=== LISTED ENTRIES ===
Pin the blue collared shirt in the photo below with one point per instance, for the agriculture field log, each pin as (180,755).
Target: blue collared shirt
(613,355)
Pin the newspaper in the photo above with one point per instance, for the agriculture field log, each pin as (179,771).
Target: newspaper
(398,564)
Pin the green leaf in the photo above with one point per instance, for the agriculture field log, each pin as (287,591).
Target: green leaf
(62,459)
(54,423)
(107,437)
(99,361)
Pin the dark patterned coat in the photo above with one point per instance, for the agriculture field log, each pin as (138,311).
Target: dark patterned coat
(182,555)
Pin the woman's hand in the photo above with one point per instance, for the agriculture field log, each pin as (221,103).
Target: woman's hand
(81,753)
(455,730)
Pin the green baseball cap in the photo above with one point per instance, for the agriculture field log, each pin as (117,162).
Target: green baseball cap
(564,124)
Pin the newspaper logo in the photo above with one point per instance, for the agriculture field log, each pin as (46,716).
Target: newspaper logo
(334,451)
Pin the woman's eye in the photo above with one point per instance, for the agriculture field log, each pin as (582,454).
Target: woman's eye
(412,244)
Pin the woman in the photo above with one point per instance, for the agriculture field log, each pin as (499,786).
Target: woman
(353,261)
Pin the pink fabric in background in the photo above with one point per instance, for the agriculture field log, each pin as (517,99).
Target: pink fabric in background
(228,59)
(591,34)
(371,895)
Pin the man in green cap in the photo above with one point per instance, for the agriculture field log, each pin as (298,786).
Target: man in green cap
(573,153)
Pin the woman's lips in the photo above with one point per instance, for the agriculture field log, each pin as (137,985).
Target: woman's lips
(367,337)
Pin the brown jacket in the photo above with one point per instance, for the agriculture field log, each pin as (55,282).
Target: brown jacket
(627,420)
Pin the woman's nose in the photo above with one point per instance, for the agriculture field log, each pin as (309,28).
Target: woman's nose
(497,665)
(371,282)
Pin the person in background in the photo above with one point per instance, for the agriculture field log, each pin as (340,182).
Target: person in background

=== ACTIVITY ===
Using the records above, list each line that includes "person".

=== SOLUTION TO THIS TASK ===
Pin the person in background in the photo above with one point per instance, for the agriculture field log, each pin as (340,182).
Target: person in background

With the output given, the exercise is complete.